_Exercise prompt_
Output all of the data below as a two-column CSV with the headers text and mask, one row per entry. Put each entry's text and its answer in their own quoted fields, with line breaks replaced by spaces.

Labeling and segmentation records:
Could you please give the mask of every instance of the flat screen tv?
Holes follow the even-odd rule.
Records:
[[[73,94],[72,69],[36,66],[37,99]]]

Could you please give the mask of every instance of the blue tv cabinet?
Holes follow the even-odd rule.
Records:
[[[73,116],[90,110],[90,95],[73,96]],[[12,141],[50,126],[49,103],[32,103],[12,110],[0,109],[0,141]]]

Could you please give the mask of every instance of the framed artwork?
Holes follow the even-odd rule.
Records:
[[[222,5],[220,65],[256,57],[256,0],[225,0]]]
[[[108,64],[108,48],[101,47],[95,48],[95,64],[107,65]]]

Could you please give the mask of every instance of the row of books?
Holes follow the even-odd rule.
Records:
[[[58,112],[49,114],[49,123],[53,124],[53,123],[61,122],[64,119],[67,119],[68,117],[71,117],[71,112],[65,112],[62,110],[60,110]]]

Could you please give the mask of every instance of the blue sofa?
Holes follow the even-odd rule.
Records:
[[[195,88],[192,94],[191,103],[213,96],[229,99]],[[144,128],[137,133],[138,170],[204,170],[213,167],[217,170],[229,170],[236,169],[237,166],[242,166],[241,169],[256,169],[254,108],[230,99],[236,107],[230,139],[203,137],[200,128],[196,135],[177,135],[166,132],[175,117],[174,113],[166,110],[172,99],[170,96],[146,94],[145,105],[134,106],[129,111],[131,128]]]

_The answer_
text,mask
"Could you please give the mask of every instance of the flat screen tv? Holes follow the even-odd rule. Records:","[[[73,94],[72,69],[36,66],[37,99]]]"
"Could you please give the mask of every instance of the blue tv cabinet? Holes follow the even-odd rule. Records:","[[[73,116],[90,110],[90,95],[73,96]],[[12,141],[50,126],[49,103],[32,103],[12,110],[0,109],[0,141]]]"
"Could you please give the mask of every instance of the framed artwork? Holes follow the even-odd rule. Records:","[[[222,5],[220,65],[256,57],[256,0],[225,0]]] [[[108,64],[108,48],[101,47],[95,48],[95,64],[107,65]]]"
"Could you please give the mask of every instance of the row of books? Holes follow the even-odd rule. Records:","[[[58,112],[49,114],[49,123],[53,124],[53,123],[61,122],[64,119],[67,119],[68,117],[71,117],[71,112],[65,112],[62,110],[60,110]]]"
"Could you please give the mask of every instance of the blue sofa? Holes follow the even-odd rule. Records:","[[[195,88],[192,94],[191,103],[213,96],[229,99]],[[144,128],[137,133],[138,170],[204,170],[213,167],[217,170],[229,170],[236,169],[237,166],[242,166],[241,169],[256,169],[254,108],[230,99],[236,107],[230,139],[203,137],[200,128],[196,135],[177,135],[166,132],[175,117],[174,113],[166,110],[172,99],[170,96],[146,94],[145,105],[134,106],[129,111],[131,128]]]"